(YOUR TASK) Work out how many lines in the data include the string "below"; reply with that number alone.

*** ENTRIES PROVIDED Section Begins ***

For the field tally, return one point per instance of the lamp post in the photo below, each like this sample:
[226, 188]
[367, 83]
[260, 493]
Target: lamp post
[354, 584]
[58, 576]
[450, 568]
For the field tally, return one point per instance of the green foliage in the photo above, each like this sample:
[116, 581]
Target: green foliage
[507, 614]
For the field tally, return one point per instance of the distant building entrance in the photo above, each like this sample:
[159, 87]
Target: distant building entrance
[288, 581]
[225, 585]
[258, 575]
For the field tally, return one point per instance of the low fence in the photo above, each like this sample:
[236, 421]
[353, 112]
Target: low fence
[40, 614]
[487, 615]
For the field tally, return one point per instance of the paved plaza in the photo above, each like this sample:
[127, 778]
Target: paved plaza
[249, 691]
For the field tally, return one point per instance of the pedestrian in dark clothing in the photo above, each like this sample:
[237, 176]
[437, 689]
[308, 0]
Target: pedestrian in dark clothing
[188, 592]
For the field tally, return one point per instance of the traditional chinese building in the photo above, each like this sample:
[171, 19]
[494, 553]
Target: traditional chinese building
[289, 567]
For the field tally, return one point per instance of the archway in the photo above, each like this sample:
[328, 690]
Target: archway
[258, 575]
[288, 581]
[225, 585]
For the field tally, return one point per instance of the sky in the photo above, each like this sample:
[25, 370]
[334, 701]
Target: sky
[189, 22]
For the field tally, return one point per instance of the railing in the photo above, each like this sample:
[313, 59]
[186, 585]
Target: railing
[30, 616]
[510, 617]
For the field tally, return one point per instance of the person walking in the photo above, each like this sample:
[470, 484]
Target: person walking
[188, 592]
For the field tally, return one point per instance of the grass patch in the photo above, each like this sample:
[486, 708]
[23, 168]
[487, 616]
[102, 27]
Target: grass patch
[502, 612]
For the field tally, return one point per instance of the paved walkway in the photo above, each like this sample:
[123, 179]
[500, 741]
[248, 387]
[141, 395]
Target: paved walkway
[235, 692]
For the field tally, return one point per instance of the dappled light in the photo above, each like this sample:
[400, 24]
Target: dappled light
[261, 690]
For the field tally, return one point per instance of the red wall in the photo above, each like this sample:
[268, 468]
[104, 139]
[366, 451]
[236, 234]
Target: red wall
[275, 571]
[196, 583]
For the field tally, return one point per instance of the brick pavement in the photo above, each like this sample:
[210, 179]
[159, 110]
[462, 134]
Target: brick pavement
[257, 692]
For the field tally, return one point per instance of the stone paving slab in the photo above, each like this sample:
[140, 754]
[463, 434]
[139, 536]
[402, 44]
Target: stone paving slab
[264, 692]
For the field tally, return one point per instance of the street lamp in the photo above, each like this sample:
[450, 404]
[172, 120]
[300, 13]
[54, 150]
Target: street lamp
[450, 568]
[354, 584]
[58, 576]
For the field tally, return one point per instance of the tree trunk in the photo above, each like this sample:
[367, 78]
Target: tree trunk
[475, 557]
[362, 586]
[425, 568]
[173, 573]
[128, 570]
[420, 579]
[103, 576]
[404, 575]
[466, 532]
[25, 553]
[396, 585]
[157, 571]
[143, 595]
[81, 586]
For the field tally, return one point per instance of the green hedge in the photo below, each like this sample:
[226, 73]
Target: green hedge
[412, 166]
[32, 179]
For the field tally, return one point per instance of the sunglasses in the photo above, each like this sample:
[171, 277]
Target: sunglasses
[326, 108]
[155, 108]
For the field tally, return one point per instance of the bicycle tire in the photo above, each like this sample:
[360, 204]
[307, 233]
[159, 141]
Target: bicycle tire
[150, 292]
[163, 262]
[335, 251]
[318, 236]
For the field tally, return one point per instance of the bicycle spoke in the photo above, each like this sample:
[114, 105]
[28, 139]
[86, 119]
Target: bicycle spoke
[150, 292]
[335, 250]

*** ENTRIES PROVIDED Section Ends ***

(SOLUTION TO THE EXERCISE) 2